• Document text:
Look at those spars, how they creak and groan with every heave of the
long glassy swell. How those sails flap, and thunder, and rage, with
useless outcries and struggles--only because they are idle. Let the
wind take them, and they will be steady, silent in an instant--their
deafening dissonant grumbling exchanged for the soft victorious song
of the breeze through the rigging, musical, self-contented, as of
bird on bough. So it is through life; there is no true rest but
labour. "No true misery," as Carlyle says, "but in that of not being
able to work." Some may call it a pretty conceit. I call it a great
worldwide law, which reaches from earth to heaven. Whatever the
Preacher may have thought it in a moment of despondency, what is it
but a blessing that "sun, and wind, and rivers, and ocean," as he
says, and "all things, are full of labour--man cannot utter it."

• Records provided:

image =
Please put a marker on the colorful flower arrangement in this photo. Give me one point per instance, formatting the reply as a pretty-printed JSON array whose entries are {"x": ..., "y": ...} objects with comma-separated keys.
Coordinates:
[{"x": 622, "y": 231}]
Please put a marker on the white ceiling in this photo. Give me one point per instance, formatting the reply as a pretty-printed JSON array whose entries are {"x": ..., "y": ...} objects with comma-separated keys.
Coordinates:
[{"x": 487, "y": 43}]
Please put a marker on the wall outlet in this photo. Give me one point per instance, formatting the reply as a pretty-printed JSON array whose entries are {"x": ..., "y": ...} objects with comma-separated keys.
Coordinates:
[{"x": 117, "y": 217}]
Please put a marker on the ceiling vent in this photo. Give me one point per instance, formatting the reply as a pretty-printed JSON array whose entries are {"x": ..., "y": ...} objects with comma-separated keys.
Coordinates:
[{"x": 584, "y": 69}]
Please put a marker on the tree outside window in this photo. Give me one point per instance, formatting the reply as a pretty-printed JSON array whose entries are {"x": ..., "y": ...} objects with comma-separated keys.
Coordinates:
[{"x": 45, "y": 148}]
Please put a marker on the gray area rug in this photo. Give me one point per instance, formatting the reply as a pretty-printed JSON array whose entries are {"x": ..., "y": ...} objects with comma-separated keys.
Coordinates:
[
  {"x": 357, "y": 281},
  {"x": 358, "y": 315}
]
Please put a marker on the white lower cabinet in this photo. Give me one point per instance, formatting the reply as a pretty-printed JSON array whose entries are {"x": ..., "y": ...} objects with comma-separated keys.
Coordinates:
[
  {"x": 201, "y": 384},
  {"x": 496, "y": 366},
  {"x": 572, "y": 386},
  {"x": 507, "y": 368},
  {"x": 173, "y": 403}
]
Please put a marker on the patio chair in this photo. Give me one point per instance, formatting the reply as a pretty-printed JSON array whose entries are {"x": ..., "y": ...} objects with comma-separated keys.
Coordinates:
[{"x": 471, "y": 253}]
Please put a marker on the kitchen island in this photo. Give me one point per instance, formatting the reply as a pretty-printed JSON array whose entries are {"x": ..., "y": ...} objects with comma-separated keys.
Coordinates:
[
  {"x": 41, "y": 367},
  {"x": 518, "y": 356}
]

• Task set:
a) Translate this sentence from the passage on labor into French: "So it is through life; there is no true rest but labour."
b) Return every line of the entries that contains the word "white", treating uppercase and lowercase as different.
The passage and the entries have no connection to each other.

• Answers to the exercises:
a) Il en est ainsi dans la vie ; il n'y a de vrai repos que le travail.

b)
Please put a marker on the white ceiling in this photo. Give me one point per instance, formatting the reply as a pretty-printed JSON array whose entries are {"x": ..., "y": ...} objects with comma-separated keys.
Please put a marker on the white lower cabinet in this photo. Give me one point per instance, formatting the reply as a pretty-printed JSON array whose entries are {"x": ..., "y": ...} objects with comma-separated keys.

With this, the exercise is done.